PROVIDED RECORDS
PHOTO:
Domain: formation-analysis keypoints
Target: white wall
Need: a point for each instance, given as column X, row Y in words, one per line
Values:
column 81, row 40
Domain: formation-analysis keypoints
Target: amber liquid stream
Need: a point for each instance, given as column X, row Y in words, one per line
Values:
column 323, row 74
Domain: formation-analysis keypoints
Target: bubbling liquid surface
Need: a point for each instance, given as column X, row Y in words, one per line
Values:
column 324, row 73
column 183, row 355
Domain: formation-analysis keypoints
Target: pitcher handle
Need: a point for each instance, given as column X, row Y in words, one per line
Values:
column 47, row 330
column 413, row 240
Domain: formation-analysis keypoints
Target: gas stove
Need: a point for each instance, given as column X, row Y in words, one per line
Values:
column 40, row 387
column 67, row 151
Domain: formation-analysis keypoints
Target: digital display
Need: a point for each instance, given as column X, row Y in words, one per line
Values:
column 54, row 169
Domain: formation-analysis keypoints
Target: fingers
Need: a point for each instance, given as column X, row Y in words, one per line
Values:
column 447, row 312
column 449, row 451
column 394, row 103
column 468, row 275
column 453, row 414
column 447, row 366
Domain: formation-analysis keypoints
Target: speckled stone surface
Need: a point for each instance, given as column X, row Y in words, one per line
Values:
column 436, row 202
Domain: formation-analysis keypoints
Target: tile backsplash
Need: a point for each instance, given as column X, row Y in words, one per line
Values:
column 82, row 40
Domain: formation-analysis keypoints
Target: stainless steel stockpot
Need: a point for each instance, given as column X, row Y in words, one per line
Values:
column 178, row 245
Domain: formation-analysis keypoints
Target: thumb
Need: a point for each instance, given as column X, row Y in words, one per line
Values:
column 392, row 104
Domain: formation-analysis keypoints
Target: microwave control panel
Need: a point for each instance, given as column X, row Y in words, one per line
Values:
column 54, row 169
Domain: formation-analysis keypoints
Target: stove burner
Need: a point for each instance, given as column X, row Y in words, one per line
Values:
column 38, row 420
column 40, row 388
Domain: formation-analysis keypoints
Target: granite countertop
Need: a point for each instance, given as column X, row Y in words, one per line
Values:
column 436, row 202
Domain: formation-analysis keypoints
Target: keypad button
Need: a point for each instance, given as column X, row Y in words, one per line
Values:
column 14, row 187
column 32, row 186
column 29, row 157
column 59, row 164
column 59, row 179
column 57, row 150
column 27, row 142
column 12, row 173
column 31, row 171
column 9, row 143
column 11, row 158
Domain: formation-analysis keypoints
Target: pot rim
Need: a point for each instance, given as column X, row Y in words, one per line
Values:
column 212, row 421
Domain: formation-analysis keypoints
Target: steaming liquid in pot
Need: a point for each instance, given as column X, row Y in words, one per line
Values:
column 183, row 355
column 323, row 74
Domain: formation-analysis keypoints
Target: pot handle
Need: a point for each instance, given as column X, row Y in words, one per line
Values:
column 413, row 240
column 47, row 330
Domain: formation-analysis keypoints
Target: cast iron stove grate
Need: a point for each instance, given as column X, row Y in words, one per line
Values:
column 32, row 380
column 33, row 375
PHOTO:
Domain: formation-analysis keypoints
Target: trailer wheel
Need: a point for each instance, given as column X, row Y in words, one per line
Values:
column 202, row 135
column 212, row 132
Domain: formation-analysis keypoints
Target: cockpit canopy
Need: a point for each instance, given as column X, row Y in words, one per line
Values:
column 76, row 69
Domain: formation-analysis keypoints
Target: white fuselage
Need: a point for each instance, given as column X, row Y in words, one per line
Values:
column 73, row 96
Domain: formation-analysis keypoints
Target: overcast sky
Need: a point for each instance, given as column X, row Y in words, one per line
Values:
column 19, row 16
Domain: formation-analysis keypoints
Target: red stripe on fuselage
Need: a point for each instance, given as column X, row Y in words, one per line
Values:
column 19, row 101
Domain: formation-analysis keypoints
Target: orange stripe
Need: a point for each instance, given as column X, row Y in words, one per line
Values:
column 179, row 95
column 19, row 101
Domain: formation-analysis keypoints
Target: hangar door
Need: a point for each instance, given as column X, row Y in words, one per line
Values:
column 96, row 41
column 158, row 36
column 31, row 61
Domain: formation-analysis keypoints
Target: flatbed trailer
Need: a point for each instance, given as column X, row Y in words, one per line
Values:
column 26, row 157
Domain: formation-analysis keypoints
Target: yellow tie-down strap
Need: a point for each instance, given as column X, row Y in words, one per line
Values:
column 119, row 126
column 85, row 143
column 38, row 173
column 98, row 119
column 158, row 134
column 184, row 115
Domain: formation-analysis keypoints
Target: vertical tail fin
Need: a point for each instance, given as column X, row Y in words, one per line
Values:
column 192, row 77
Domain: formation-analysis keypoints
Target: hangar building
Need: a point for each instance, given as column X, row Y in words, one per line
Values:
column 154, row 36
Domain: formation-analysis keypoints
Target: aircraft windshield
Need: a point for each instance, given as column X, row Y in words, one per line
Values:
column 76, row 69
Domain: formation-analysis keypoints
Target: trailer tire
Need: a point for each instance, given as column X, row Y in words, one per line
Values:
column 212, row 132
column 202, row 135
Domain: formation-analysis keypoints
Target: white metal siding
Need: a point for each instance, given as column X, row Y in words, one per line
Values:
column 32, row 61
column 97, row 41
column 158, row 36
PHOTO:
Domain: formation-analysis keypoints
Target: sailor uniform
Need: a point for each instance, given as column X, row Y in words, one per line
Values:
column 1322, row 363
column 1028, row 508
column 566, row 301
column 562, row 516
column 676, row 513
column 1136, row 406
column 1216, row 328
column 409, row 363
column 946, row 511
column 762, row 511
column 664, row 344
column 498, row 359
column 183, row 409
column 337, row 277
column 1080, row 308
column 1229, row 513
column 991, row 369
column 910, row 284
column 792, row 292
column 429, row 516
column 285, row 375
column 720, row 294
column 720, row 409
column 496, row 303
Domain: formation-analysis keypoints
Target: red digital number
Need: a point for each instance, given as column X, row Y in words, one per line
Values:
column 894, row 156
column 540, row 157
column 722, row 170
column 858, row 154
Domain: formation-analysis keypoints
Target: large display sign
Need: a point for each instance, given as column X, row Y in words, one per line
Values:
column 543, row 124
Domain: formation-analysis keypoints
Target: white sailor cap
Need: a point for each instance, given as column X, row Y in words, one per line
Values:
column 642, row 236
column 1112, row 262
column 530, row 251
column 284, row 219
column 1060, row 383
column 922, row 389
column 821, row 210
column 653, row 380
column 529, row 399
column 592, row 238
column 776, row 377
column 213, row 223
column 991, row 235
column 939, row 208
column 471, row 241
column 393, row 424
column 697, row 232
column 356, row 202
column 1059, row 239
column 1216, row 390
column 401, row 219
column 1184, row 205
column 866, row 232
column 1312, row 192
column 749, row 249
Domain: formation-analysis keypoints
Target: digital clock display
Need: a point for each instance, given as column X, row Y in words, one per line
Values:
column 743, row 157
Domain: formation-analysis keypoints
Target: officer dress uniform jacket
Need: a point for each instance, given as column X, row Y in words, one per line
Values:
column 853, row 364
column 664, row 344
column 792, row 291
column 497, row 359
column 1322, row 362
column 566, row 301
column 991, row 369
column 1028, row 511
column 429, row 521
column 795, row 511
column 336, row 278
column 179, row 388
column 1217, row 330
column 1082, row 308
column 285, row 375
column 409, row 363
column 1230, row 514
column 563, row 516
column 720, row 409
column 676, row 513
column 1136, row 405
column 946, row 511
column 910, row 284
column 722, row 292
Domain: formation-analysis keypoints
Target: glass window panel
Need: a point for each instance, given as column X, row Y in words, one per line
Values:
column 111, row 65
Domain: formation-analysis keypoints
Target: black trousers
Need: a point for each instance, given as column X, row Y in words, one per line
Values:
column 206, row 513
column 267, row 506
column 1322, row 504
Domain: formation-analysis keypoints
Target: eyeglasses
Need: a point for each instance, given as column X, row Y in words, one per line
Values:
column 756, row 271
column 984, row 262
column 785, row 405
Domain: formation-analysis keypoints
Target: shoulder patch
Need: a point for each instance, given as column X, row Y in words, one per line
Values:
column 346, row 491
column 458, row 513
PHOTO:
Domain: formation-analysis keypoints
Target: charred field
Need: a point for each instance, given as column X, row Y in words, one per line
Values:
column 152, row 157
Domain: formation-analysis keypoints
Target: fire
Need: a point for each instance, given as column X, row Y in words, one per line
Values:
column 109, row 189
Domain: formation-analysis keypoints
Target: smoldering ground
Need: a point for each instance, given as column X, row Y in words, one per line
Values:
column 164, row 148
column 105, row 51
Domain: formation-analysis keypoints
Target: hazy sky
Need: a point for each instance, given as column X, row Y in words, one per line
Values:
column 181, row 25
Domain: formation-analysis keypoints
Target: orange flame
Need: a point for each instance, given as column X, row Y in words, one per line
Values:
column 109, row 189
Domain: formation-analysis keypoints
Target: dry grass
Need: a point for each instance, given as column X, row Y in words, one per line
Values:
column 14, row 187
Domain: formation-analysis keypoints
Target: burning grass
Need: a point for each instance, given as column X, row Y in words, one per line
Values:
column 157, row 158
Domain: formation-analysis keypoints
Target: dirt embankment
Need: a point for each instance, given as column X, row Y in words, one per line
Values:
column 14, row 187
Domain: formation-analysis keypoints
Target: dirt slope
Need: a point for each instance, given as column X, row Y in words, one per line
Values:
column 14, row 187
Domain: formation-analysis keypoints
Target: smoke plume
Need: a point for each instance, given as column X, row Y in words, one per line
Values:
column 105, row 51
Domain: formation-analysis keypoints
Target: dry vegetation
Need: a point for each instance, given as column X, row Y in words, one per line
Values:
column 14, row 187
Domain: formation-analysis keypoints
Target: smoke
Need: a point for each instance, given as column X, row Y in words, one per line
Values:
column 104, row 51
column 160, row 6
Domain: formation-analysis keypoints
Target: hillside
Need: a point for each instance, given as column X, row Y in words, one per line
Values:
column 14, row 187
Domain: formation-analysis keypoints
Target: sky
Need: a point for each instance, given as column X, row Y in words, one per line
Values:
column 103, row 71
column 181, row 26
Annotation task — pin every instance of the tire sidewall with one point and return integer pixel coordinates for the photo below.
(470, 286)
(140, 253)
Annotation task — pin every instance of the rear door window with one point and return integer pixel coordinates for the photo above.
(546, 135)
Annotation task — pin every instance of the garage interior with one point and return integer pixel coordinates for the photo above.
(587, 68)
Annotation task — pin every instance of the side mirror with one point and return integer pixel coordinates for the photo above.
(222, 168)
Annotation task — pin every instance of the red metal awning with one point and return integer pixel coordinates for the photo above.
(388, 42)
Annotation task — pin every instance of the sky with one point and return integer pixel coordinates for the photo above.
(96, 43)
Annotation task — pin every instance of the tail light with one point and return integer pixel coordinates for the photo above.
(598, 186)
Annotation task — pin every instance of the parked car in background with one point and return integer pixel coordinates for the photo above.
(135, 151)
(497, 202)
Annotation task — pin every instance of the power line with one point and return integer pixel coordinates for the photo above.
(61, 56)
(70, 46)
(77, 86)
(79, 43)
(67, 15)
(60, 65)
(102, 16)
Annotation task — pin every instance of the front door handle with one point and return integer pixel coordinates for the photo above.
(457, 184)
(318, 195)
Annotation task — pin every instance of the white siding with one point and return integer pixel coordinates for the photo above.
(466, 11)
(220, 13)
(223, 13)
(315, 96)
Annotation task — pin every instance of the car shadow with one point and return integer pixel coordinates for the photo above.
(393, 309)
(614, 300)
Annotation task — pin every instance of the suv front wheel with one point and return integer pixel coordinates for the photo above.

WHAT IS BEING ASKED
With the line containing "Annotation task — pin every instance of the sky" as the first and the last line of the records as the final one, print exactly the lines in that span.

RESPONSE
Annotation task — pin every instance of the sky with one point and return integer pixel coordinates for the photo above.
(96, 43)
Annotation task — pin every instance of the tail light with one point and return integer pixel coordinates for the photo above.
(598, 186)
Annotation task — pin every instance of the parked car in background with one point and return integer pixel coordinates for the photo above.
(135, 151)
(497, 202)
Annotation task — pin every instance of the power line with one point and return integer pixel coordinates for the photo above.
(61, 56)
(70, 46)
(77, 86)
(79, 43)
(67, 15)
(60, 65)
(102, 16)
Annotation task — pin every instance of the front door handle with one point and return integer pixel coordinates for the photo above.
(457, 184)
(318, 195)
Annotation task — pin every instance of the white siding with one point and return integer pixel coordinates for the photo above.
(466, 11)
(220, 13)
(223, 13)
(315, 96)
Annotation task — pin every instance of the car shadow with one point and return integer pixel coordinates for the photo above.
(393, 309)
(614, 300)
Annotation task — pin every instance of the suv front wheel with one point and return integer pixel coordinates for the photo above.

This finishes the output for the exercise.